_YOUR INSTRUCTIONS:_ Your task is to transcribe, word for word, the line containing "audience member seated." and all lines that follow it to the end of the entries. Leave out the pictures.

_MATERIAL FOR THIS TASK:_
>> begin
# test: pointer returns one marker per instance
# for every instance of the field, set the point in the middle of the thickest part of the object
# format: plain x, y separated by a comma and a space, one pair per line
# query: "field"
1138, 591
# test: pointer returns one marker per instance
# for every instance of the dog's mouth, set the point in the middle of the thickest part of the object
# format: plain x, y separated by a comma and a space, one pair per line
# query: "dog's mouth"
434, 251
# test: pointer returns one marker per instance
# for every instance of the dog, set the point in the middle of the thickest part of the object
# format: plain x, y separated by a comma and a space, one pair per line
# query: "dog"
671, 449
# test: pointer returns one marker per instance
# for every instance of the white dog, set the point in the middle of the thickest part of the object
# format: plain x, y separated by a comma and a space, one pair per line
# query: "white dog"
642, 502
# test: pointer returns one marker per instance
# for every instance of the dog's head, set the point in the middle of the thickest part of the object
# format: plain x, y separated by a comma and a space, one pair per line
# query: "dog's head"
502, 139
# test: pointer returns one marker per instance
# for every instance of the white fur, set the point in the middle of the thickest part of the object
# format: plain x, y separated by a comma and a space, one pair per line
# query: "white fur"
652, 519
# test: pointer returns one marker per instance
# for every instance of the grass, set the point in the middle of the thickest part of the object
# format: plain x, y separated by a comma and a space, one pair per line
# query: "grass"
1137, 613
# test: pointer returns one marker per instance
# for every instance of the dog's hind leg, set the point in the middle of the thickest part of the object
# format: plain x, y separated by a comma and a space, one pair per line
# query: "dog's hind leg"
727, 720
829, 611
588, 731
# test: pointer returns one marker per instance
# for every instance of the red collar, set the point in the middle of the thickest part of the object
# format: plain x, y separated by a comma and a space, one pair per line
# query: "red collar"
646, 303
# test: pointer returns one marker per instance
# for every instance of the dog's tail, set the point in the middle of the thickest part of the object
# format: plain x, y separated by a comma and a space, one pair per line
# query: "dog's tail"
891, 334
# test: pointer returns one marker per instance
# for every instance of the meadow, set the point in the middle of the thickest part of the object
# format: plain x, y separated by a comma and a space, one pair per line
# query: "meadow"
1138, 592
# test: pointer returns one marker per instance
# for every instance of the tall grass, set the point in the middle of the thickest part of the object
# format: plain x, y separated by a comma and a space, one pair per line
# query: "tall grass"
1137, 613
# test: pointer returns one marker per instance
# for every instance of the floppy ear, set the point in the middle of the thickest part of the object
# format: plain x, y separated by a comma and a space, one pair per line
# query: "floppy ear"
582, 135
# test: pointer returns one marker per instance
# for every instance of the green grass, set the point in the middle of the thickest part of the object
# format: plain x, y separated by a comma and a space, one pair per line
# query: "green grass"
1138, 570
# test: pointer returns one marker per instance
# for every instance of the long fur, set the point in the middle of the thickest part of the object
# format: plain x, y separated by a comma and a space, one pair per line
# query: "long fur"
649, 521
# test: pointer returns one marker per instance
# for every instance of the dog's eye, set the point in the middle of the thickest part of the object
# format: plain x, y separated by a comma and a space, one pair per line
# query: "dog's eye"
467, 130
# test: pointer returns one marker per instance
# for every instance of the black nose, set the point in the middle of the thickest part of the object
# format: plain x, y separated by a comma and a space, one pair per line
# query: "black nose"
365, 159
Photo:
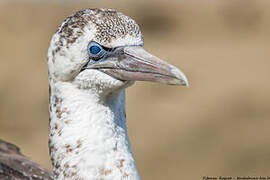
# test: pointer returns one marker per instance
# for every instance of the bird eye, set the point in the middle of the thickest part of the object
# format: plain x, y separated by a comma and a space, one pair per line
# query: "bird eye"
95, 51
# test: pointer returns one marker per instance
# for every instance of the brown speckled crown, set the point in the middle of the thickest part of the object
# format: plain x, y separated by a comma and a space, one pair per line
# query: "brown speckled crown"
110, 25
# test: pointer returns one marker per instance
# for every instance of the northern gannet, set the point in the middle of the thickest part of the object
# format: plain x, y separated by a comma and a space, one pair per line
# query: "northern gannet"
93, 56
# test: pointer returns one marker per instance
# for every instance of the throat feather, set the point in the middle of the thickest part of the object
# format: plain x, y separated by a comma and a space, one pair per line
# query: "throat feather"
88, 135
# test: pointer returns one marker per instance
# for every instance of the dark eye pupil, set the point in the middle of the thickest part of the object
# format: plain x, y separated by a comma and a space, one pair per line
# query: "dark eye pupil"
95, 49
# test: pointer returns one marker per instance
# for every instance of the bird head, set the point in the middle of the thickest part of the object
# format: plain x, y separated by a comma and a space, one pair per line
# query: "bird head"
103, 48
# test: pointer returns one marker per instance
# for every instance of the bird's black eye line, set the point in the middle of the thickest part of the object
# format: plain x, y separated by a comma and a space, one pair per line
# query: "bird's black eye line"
97, 51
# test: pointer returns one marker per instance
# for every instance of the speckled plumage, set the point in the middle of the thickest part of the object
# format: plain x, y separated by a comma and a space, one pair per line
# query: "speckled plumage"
88, 137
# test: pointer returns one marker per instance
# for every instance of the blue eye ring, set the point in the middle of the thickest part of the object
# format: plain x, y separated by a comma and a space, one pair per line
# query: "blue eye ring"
95, 50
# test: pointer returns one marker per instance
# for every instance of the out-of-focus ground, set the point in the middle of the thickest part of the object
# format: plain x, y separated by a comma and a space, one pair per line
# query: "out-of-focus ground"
217, 126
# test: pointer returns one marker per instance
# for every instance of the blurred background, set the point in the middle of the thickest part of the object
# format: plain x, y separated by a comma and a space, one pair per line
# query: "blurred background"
217, 126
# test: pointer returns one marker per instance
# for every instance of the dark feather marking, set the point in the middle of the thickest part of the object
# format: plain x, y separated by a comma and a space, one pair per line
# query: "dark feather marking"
15, 166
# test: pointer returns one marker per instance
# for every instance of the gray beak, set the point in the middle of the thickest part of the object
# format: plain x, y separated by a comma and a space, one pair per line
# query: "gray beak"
136, 64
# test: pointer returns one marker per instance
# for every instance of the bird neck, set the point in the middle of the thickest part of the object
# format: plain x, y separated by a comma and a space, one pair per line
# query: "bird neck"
88, 135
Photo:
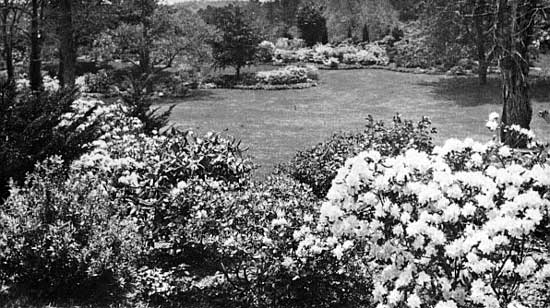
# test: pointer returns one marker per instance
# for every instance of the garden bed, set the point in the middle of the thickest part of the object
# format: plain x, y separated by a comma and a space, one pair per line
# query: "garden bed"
296, 86
290, 77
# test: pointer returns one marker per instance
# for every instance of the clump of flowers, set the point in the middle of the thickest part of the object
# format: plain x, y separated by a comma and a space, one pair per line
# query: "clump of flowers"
111, 118
515, 135
285, 76
452, 228
50, 84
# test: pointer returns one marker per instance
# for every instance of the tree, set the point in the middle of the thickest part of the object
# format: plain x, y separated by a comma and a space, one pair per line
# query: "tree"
312, 24
346, 19
36, 38
515, 24
11, 14
460, 29
239, 39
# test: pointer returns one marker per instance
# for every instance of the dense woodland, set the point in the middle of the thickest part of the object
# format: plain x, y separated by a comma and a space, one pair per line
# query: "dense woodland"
105, 203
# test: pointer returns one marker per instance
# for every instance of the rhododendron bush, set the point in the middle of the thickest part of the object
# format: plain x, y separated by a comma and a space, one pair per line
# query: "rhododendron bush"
452, 228
369, 54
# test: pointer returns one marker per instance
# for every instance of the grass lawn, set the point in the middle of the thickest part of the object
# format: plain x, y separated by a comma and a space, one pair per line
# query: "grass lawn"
275, 124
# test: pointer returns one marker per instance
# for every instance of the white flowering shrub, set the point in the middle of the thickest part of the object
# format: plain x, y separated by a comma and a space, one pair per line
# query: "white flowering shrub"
318, 165
452, 228
99, 82
50, 84
265, 52
258, 233
111, 119
285, 76
371, 54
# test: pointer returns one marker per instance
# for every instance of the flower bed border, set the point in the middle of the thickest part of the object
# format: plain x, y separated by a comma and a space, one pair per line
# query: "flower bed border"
278, 87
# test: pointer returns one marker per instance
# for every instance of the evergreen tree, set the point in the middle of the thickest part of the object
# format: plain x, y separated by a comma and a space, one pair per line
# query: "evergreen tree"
239, 39
312, 24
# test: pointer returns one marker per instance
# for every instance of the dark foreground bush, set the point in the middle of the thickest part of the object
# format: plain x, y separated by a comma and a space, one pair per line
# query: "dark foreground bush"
257, 234
30, 132
318, 166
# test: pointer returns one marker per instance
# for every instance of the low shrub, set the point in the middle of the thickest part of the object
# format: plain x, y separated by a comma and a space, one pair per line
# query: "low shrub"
99, 82
286, 43
285, 76
62, 236
265, 52
30, 131
318, 166
257, 232
452, 228
365, 55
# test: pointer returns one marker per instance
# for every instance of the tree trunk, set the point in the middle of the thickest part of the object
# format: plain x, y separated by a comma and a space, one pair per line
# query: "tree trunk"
480, 41
8, 44
145, 53
35, 65
67, 46
514, 64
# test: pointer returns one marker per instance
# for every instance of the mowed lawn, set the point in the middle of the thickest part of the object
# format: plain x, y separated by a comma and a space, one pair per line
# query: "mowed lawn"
276, 124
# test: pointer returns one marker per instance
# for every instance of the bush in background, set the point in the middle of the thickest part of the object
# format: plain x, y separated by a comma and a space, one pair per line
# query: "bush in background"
318, 166
312, 24
265, 52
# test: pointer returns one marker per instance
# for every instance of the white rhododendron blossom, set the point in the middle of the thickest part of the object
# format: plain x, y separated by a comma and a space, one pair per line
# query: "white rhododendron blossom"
112, 116
450, 229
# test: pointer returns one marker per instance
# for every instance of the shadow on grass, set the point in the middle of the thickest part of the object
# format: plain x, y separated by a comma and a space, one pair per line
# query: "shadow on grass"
467, 92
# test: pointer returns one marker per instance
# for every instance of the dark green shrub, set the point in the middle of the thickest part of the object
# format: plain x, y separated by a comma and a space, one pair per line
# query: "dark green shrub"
30, 131
61, 236
257, 232
317, 166
141, 105
312, 24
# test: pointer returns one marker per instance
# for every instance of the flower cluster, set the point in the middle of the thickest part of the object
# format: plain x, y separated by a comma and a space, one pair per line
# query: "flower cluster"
112, 117
452, 228
288, 75
515, 135
51, 84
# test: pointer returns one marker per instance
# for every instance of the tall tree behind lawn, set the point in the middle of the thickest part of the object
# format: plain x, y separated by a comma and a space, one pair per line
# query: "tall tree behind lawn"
514, 30
460, 29
239, 39
312, 24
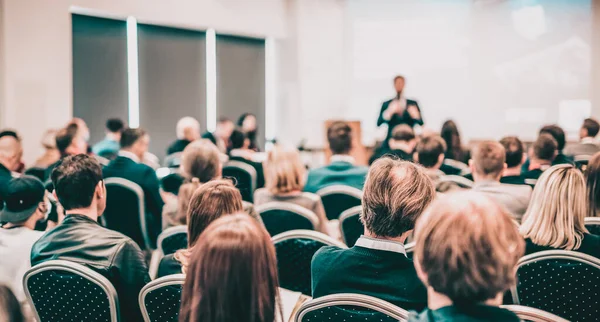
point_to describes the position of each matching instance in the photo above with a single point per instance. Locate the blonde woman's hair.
(558, 206)
(284, 171)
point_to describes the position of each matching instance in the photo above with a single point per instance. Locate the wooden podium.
(359, 152)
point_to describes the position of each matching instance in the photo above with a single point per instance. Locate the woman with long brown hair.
(210, 201)
(232, 275)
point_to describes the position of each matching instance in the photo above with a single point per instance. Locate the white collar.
(129, 155)
(342, 158)
(381, 244)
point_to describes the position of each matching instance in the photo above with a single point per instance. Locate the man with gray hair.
(395, 194)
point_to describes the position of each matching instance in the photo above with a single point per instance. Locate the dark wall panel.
(99, 71)
(172, 79)
(241, 79)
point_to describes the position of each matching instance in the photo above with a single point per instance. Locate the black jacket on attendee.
(82, 240)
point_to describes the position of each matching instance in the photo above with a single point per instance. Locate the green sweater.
(387, 275)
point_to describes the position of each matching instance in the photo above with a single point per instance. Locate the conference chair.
(564, 283)
(279, 217)
(349, 307)
(529, 314)
(295, 250)
(350, 225)
(125, 211)
(245, 178)
(339, 198)
(60, 290)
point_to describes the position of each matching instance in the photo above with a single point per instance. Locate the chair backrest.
(245, 175)
(160, 299)
(125, 210)
(564, 283)
(339, 198)
(295, 250)
(280, 217)
(349, 307)
(593, 225)
(60, 290)
(529, 314)
(172, 239)
(350, 225)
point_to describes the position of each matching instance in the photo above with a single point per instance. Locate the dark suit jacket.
(145, 177)
(396, 119)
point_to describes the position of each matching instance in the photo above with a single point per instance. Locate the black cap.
(21, 198)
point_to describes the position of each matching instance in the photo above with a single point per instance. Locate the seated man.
(588, 144)
(487, 165)
(395, 195)
(127, 165)
(109, 147)
(541, 156)
(341, 170)
(188, 130)
(515, 157)
(402, 143)
(24, 206)
(467, 249)
(79, 238)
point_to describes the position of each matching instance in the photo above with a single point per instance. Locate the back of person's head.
(545, 148)
(488, 160)
(558, 206)
(467, 248)
(339, 136)
(200, 159)
(284, 171)
(430, 151)
(395, 194)
(592, 175)
(188, 128)
(232, 274)
(115, 125)
(77, 180)
(557, 133)
(514, 151)
(10, 308)
(590, 128)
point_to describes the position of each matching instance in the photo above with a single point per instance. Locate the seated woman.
(285, 176)
(467, 249)
(555, 217)
(208, 202)
(232, 275)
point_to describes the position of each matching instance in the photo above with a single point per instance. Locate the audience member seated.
(467, 249)
(24, 206)
(454, 148)
(241, 151)
(109, 147)
(541, 156)
(188, 130)
(208, 203)
(79, 238)
(220, 137)
(515, 157)
(51, 153)
(341, 170)
(401, 143)
(284, 178)
(395, 195)
(247, 123)
(134, 144)
(588, 144)
(592, 175)
(232, 274)
(487, 166)
(555, 217)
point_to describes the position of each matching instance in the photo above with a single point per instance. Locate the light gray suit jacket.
(514, 198)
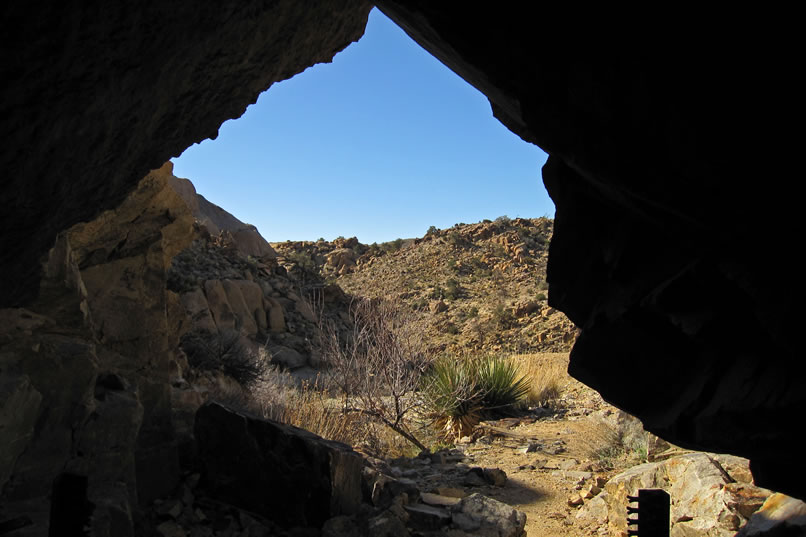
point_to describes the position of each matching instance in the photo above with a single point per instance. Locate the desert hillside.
>> end
_EXERCISE RESPONSE:_
point_to describes the position of each matching instance in the photo above with a single point per instance. Locate the audience member seated.
(467, 249)
(24, 206)
(454, 148)
(241, 151)
(109, 147)
(541, 156)
(188, 130)
(208, 203)
(79, 238)
(220, 137)
(515, 157)
(51, 153)
(341, 170)
(401, 143)
(284, 178)
(395, 195)
(247, 123)
(134, 144)
(588, 144)
(592, 175)
(232, 274)
(487, 166)
(555, 217)
point_to describes the position of each matching instance in the photo above with a single point per instance. Locate the light gray suit jacket.
(514, 198)
point_to describes the position of each matching instance in the photo above with a single point per instance. Locate the desert hillside.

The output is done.